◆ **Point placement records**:
══════════════════════════════
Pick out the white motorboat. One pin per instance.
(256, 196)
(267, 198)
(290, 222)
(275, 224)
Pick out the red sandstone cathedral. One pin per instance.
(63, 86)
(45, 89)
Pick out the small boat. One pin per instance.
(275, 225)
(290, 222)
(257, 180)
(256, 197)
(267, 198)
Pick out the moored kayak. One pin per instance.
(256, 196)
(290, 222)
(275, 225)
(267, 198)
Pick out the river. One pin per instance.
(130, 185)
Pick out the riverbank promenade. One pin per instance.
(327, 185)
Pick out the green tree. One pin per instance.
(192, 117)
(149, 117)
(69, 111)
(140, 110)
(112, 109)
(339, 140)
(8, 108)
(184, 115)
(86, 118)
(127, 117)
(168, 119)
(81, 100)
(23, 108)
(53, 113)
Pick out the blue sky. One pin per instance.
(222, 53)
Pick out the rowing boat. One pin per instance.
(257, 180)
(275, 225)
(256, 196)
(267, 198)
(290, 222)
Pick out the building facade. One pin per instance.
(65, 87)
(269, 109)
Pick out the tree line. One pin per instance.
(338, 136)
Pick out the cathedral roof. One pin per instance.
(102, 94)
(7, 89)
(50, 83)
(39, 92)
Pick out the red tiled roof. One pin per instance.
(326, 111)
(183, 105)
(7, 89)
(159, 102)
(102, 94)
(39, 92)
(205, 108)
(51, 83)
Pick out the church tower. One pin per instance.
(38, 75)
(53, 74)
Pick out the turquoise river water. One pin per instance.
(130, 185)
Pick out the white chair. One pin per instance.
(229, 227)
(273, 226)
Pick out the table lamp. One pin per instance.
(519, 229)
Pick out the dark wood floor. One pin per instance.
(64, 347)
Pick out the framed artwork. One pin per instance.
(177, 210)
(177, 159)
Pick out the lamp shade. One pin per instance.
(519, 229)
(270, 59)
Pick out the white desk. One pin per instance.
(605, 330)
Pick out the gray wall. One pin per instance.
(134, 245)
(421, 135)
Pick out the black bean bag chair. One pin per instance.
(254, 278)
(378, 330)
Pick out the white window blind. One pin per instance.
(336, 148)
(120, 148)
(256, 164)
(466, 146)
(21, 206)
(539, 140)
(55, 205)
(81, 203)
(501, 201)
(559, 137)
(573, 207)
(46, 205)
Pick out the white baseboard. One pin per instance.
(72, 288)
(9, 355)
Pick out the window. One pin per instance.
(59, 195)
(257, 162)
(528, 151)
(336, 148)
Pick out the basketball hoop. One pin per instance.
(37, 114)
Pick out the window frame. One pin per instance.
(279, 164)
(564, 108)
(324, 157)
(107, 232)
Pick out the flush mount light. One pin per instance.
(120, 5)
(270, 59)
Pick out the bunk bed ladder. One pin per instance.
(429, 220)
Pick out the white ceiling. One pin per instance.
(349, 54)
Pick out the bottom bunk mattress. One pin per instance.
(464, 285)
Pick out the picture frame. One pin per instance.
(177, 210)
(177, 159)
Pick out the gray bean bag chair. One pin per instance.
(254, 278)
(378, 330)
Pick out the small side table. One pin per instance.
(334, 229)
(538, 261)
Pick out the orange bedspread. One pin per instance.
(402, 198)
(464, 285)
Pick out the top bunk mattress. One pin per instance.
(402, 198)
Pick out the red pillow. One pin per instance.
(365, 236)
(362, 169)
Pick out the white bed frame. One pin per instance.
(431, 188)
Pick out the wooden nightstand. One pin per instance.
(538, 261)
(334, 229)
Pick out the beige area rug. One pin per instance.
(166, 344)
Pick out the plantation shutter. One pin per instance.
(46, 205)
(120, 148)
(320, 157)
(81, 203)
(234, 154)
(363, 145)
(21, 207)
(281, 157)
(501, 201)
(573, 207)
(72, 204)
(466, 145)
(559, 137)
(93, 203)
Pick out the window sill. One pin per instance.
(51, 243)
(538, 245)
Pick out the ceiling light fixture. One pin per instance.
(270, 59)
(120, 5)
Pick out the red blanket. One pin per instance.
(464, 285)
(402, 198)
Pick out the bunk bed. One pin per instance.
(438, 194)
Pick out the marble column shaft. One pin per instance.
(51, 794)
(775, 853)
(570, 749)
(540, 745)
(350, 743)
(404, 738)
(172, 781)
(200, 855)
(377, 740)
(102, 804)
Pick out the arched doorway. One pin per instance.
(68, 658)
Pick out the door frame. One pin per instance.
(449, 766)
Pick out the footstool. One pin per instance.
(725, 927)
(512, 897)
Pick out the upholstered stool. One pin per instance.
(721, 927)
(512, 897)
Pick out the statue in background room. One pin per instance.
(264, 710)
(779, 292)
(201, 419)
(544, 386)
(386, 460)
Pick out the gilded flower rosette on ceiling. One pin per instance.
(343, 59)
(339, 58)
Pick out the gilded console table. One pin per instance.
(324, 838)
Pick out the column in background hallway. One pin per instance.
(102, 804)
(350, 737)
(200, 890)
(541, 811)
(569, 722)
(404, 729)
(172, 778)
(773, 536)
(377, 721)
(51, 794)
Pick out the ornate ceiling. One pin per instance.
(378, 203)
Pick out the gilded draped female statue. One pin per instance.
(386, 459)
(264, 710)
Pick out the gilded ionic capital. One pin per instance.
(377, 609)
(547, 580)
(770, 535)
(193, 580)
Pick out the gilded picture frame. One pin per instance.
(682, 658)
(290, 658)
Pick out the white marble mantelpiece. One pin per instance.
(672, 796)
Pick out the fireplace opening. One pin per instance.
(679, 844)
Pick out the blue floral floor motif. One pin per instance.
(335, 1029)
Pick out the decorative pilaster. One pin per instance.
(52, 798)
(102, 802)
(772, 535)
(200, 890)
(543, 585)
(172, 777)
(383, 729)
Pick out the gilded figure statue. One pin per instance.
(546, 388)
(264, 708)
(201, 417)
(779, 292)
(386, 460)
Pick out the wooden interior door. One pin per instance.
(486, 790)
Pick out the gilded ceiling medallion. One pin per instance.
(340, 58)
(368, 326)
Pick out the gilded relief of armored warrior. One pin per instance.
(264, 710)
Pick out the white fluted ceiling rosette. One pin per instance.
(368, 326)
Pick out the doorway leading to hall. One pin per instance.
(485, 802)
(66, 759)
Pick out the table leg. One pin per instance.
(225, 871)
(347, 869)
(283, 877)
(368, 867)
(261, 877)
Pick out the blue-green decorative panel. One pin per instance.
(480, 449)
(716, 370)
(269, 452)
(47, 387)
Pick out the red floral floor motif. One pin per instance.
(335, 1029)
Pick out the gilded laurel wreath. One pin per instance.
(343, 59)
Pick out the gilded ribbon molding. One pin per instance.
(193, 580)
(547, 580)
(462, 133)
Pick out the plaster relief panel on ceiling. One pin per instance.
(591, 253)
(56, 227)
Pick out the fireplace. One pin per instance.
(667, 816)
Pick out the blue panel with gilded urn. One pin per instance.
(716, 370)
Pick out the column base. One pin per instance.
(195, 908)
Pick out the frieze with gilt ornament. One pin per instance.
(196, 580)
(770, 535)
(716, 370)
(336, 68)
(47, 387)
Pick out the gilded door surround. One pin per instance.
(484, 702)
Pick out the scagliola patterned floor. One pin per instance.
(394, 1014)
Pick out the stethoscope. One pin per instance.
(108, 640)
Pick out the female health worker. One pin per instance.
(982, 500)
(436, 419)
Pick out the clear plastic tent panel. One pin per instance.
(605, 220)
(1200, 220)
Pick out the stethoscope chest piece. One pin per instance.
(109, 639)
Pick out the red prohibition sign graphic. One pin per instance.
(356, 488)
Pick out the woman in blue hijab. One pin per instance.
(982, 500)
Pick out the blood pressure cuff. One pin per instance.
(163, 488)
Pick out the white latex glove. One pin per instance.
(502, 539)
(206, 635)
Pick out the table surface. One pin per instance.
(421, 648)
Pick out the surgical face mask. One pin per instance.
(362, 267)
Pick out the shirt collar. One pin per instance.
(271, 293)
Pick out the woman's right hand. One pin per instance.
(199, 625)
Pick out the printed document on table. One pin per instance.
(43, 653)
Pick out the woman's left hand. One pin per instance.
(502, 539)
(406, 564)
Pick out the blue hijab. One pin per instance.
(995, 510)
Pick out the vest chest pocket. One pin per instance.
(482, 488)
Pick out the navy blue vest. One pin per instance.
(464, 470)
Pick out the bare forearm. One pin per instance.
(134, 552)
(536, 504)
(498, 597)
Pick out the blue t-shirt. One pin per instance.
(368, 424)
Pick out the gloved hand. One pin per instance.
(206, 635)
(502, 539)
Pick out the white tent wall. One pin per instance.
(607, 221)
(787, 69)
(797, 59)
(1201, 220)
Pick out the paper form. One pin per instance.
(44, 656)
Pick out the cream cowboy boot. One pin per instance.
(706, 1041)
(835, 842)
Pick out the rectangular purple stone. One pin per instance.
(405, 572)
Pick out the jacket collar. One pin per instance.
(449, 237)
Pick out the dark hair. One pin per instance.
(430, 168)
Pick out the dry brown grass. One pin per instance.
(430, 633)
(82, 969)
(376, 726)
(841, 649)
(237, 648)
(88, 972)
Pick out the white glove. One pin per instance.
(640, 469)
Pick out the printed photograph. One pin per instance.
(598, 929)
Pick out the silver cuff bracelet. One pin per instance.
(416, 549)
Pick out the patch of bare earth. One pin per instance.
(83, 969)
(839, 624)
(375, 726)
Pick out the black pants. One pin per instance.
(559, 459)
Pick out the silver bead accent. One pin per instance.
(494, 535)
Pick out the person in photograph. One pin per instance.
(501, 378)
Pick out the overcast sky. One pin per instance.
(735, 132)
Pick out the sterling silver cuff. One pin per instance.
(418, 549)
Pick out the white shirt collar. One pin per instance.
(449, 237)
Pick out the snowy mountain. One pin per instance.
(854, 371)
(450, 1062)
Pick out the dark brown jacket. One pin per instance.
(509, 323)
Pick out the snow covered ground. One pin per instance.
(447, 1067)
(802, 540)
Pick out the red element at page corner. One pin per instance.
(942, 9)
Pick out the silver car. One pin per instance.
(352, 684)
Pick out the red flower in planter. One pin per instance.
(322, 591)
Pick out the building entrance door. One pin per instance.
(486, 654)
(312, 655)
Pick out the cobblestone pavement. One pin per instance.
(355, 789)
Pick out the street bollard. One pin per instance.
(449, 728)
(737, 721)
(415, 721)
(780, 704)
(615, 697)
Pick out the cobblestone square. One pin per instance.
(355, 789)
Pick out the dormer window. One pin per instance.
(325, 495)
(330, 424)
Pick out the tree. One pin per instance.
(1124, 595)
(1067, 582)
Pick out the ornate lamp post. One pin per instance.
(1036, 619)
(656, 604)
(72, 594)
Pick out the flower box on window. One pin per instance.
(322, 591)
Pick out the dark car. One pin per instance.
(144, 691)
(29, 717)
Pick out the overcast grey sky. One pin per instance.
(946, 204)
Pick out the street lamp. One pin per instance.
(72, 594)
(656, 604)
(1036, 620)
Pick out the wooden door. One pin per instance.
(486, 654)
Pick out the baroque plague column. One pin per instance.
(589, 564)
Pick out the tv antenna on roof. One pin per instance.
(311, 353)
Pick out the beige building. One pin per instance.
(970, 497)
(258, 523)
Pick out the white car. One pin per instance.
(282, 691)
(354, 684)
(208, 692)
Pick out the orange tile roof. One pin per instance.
══════════════════════════════
◆ **What the task asks**: Using the material above, reproduce exactly the line that contains "Pick out the snow covered" and all lines after it through the last one, and only those.

◆ **The response**:
Pick out the snow covered ground. One pin per instance.
(447, 1067)
(802, 540)
Pick out the red element at page corner. One pin per instance.
(942, 9)
Pick out the silver car. One pin per instance.
(352, 684)
Pick out the red flower in planter. One pin per instance.
(322, 591)
Pick out the building entrance door. One pin per instance.
(486, 654)
(312, 655)
Pick out the cobblestone pavement. One pin per instance.
(355, 789)
Pick out the street bollard. One pin per instance.
(449, 728)
(737, 721)
(415, 721)
(780, 704)
(615, 697)
Pick out the cobblestone square. One pin per instance.
(355, 789)
Pick out the dormer window. One pin per instance.
(325, 495)
(330, 424)
Pick out the tree. One pin per instance.
(1124, 595)
(1067, 582)
Pick out the ornate lamp post. One pin per instance.
(1036, 619)
(656, 604)
(72, 594)
Pick out the flower box on window. One pin per instance.
(322, 591)
Pick out the dark car. One pin per instance.
(144, 691)
(29, 717)
Pick out the overcast grey sky. One pin per instance.
(946, 204)
Pick out the street lamp. One pin per instance.
(72, 594)
(656, 604)
(1036, 620)
Pick out the wooden door. One pin per instance.
(486, 654)
Pick out the baroque plague column. One pin per instance.
(589, 564)
Pick out the tv antenna on roof. One pin per instance.
(311, 353)
Pick out the beige building. One pin per instance.
(970, 497)
(258, 523)
Pick out the white car. One pin per instance.
(282, 691)
(354, 684)
(208, 692)
Pick out the orange tile roof. One pin per instance.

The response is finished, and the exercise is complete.